» Required action:
Please set down, exactly, the line with "Query: bokeh background" and all lines that follow it through the end of the records below.

» Records for this exercise:
==================================================
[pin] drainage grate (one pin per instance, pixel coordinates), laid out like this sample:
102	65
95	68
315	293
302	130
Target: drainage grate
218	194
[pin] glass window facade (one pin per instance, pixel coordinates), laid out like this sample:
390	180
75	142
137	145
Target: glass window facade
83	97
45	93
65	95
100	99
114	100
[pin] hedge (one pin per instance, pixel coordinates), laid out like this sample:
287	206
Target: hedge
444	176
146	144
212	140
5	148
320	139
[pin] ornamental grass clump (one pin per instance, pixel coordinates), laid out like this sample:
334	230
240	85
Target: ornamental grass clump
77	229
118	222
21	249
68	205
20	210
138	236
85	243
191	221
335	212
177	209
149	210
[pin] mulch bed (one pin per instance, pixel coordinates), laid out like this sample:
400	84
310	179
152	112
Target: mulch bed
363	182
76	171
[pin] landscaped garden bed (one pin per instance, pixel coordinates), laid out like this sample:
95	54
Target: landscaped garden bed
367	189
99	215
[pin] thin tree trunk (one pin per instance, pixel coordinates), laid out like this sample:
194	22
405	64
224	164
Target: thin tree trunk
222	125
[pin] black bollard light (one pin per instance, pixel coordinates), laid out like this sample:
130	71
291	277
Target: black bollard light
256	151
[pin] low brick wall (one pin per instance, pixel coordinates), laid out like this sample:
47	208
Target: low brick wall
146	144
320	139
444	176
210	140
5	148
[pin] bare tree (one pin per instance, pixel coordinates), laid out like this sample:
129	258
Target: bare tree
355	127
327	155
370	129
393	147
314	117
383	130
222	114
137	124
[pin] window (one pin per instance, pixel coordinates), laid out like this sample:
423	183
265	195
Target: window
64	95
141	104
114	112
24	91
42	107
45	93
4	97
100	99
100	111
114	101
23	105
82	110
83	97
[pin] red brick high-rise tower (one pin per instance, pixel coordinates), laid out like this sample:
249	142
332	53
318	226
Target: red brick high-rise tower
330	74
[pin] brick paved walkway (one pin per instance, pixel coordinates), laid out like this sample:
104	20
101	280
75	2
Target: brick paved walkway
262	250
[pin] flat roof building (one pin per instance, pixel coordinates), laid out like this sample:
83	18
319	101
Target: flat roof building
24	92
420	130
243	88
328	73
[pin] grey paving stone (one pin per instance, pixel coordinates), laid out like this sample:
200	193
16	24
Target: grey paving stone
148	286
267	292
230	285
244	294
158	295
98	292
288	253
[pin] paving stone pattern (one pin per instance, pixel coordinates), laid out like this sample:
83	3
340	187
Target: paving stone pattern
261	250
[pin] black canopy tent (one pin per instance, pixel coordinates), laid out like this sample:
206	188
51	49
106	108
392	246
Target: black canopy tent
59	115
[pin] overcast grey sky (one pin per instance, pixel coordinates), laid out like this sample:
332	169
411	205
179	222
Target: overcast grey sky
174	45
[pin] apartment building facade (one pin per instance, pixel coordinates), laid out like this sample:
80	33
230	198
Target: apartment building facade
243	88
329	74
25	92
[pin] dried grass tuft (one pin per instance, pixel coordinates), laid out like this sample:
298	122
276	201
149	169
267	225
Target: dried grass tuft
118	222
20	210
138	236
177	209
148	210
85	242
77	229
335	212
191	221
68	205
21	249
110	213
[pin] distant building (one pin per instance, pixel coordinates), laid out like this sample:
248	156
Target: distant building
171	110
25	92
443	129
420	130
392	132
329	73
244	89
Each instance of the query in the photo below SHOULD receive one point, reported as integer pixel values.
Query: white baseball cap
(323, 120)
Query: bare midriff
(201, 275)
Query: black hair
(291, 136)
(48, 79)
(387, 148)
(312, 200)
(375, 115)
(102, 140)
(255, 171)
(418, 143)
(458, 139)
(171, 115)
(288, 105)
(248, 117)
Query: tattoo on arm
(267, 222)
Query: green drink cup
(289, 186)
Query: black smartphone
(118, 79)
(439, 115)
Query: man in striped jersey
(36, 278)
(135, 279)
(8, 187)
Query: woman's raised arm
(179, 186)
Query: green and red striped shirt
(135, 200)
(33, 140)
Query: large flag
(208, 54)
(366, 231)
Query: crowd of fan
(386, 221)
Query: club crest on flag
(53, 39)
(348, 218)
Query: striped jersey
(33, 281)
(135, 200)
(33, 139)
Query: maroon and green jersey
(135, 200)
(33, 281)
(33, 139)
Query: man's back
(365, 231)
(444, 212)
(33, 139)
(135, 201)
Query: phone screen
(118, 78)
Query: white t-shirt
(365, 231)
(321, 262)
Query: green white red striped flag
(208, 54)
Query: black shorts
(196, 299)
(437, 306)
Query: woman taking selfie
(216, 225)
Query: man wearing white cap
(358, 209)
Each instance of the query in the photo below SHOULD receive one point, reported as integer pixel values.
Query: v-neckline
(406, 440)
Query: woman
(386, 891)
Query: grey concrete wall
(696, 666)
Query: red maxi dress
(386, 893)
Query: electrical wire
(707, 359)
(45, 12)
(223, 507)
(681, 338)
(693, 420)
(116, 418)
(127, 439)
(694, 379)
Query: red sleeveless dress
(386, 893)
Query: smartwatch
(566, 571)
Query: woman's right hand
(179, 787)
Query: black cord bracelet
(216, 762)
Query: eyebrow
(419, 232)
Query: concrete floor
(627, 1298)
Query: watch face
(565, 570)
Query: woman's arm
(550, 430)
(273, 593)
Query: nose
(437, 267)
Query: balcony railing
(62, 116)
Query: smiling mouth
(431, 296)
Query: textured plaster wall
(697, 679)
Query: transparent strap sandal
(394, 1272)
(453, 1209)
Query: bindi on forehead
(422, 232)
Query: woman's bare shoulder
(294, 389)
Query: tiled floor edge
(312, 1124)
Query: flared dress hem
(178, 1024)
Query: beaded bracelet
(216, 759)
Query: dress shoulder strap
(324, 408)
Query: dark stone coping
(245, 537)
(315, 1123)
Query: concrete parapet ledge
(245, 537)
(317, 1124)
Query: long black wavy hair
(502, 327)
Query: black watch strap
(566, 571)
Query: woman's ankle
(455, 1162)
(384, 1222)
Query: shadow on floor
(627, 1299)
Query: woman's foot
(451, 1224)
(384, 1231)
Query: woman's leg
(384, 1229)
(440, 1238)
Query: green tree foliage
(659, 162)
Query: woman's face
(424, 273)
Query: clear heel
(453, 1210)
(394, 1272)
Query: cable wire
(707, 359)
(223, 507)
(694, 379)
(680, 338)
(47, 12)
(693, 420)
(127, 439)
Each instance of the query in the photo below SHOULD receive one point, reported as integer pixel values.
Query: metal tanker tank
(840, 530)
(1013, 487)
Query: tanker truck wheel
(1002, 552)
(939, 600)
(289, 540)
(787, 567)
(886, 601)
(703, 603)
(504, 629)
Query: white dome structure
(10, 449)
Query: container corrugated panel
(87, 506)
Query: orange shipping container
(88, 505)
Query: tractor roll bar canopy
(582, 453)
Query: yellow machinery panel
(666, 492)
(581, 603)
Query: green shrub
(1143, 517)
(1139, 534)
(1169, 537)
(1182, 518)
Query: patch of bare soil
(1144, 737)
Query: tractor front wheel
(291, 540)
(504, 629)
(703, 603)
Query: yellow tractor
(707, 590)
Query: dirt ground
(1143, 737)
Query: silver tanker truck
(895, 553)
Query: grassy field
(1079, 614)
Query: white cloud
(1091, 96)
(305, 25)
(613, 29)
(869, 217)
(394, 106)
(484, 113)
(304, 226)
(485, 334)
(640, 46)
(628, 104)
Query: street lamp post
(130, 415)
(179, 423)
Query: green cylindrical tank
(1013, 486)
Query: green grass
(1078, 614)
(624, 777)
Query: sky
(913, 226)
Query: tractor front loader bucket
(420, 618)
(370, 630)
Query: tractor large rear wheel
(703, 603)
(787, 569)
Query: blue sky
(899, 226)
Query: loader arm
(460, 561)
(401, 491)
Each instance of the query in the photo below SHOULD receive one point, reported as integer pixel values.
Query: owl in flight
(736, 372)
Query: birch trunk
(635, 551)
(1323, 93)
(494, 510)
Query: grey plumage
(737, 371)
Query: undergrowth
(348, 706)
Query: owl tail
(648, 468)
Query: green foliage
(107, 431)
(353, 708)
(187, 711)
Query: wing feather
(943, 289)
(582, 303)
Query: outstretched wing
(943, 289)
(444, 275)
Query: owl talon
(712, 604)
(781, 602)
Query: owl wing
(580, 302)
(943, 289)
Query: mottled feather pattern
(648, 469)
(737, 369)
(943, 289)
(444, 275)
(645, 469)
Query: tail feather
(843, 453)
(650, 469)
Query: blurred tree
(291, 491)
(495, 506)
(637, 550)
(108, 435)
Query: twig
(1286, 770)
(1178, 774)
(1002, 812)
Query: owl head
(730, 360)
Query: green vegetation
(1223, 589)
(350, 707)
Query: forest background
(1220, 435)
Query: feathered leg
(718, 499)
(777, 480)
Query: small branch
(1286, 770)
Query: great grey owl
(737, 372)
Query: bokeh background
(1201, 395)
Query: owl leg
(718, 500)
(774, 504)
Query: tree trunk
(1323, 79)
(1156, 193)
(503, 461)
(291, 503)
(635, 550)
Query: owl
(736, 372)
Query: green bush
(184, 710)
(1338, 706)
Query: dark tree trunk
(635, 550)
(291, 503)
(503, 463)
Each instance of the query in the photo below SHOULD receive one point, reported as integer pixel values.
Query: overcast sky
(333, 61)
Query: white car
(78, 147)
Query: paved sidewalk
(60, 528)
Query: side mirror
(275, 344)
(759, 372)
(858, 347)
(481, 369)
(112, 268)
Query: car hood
==================================================
» Your response:
Query: bokeh background
(1201, 395)
Query: owl leg
(718, 500)
(774, 504)
Query: tree trunk
(1323, 79)
(1156, 193)
(503, 461)
(291, 503)
(635, 550)
Query: owl
(736, 372)
Query: green bush
(184, 710)
(1338, 706)
Query: dark tree trunk
(635, 550)
(291, 503)
(503, 463)
Each instance of the query in the photo below SHOULD receive one point, reported as integer pixel values.
Query: overcast sky
(333, 61)
Query: white car
(78, 147)
Query: paved sidewalk
(60, 528)
Query: side mirror
(275, 344)
(759, 372)
(858, 347)
(481, 369)
(112, 268)
Query: car hood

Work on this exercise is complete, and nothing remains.